__WHAT TO PRODUCE__. Pictures are to be dropped from the copy. Retype the listing exactly.

▬▬▬▬▬▬

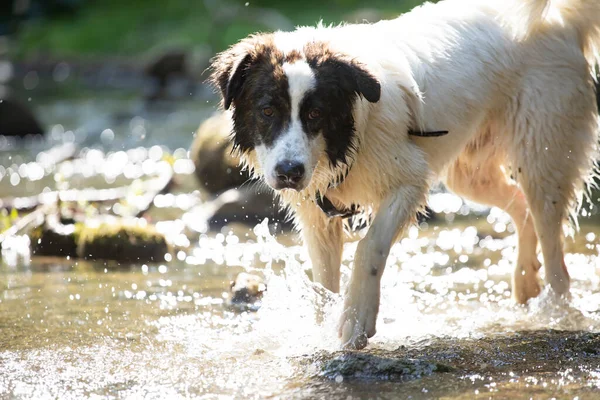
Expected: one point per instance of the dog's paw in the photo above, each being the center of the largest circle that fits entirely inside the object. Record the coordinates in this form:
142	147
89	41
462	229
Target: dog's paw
526	284
357	322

▬▬▬▬▬▬

__RESULT OF THIS EXERCISE__.
Expected: one point per instance of the dog's paw in the photo above, each being the center of the largest circle that fits entirely inside the object. Record the coordinates in this form:
142	147
89	41
462	229
Target: dog's paw
526	284
357	322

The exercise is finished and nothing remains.